Output each entry below as it stands, leaving out every picture.

:: Data provided ::

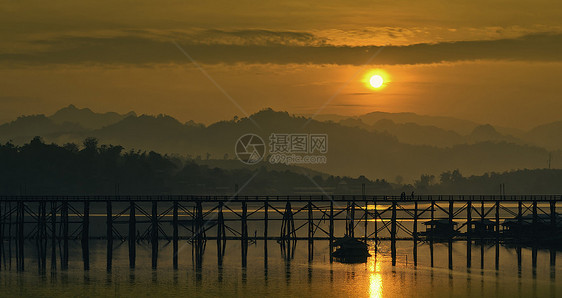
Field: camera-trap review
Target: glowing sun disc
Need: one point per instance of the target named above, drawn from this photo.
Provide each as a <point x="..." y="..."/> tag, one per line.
<point x="376" y="81"/>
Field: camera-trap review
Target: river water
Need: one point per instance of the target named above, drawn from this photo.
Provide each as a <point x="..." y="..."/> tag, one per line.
<point x="289" y="276"/>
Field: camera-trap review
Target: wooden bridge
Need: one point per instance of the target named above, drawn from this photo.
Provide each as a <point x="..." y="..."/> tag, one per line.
<point x="55" y="220"/>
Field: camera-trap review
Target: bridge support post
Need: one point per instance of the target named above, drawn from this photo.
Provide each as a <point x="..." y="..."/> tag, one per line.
<point x="132" y="235"/>
<point x="53" y="236"/>
<point x="553" y="250"/>
<point x="154" y="234"/>
<point x="109" y="235"/>
<point x="497" y="235"/>
<point x="482" y="216"/>
<point x="431" y="235"/>
<point x="415" y="233"/>
<point x="64" y="219"/>
<point x="310" y="233"/>
<point x="393" y="234"/>
<point x="244" y="233"/>
<point x="220" y="234"/>
<point x="331" y="231"/>
<point x="265" y="229"/>
<point x="86" y="235"/>
<point x="469" y="234"/>
<point x="20" y="236"/>
<point x="450" y="240"/>
<point x="175" y="235"/>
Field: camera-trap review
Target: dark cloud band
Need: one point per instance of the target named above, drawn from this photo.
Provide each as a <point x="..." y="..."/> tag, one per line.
<point x="272" y="47"/>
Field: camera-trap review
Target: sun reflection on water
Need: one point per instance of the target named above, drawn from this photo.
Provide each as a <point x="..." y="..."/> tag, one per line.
<point x="375" y="278"/>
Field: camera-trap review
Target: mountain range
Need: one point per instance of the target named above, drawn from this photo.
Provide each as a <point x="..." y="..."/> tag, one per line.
<point x="377" y="145"/>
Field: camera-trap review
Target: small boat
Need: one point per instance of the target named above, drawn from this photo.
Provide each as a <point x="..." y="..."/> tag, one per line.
<point x="350" y="250"/>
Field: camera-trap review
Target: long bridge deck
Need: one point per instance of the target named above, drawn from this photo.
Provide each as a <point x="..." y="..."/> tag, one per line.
<point x="53" y="220"/>
<point x="288" y="198"/>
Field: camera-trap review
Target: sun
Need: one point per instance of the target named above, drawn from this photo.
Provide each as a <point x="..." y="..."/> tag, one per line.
<point x="376" y="79"/>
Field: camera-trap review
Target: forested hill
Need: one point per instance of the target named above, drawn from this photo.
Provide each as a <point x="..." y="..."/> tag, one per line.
<point x="37" y="168"/>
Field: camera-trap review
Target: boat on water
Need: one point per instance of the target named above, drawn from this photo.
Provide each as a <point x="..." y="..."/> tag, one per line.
<point x="350" y="250"/>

:::

__Solution for this problem__.
Field: camera-trap review
Target: glowing sun disc
Need: one point per instance of the target named above, drawn from this photo.
Provide each as a <point x="..." y="..."/> tag, one per line.
<point x="376" y="81"/>
Field: camera-trap review
Target: river water
Need: one point per instance of the target named above, drawn from this photo.
Provide each as a <point x="..." y="..."/> tag, one per line.
<point x="289" y="276"/>
Field: camera-trap review
Target: wooden bridge
Need: one point per instance of the target named above, drawn from this photo.
Provide each as a <point x="..." y="..."/> tag, one per line.
<point x="55" y="220"/>
Field: camera-trap review
Target: bridge support post
Need: one point per instance of the target named above, drawn from this photo.
Provide each as a <point x="..." y="..."/> tag, one per line.
<point x="132" y="235"/>
<point x="53" y="236"/>
<point x="553" y="250"/>
<point x="154" y="234"/>
<point x="109" y="235"/>
<point x="497" y="235"/>
<point x="482" y="216"/>
<point x="431" y="235"/>
<point x="415" y="233"/>
<point x="64" y="219"/>
<point x="310" y="233"/>
<point x="393" y="234"/>
<point x="244" y="233"/>
<point x="220" y="234"/>
<point x="331" y="231"/>
<point x="265" y="229"/>
<point x="86" y="235"/>
<point x="469" y="234"/>
<point x="20" y="236"/>
<point x="450" y="240"/>
<point x="175" y="235"/>
Field: camera-trap review
Target: dark cloud band
Need: one point per instance of the target named above, drawn from this photo.
Provide each as a <point x="..." y="..."/> tag, one per line.
<point x="272" y="47"/>
Field: camera-trap review
Target: sun reflection on water
Need: one point per instance of the target named above, drawn from this photo.
Provide each as a <point x="..." y="..."/> tag, one per line.
<point x="375" y="278"/>
Field: camera-trap review
Target: mountain range
Need: one point per instance of the target named above, drawn from this photo.
Provide each as a <point x="..." y="..."/> tag, one per line.
<point x="377" y="145"/>
Field: camera-trap review
Target: small boat
Need: one point per instance of the target named above, drawn from this photo.
Provide each as a <point x="..." y="..."/> tag, one per line.
<point x="350" y="250"/>
Field: camera-trap review
Target: long bridge deck
Need: one point per instance of the target named above, drawn from this photo.
Provide each as a <point x="..." y="..."/> tag, one per line.
<point x="53" y="220"/>
<point x="288" y="198"/>
Field: camera-trap review
Target: sun
Need: one point per instance of the target named above, drawn from this photo.
Provide each as a <point x="..." y="..."/> tag, one per line.
<point x="376" y="79"/>
Field: camera-trap review
Target: forested hill
Need: one point per instance of the target named above, drawn from this photo.
Provide each as a <point x="..." y="..."/> tag, one per line.
<point x="37" y="168"/>
Field: camera-trap review
Target: boat on water
Need: one point per instance of the target named above, drawn from this photo.
Provide each as a <point x="..." y="..."/> tag, one per line.
<point x="350" y="250"/>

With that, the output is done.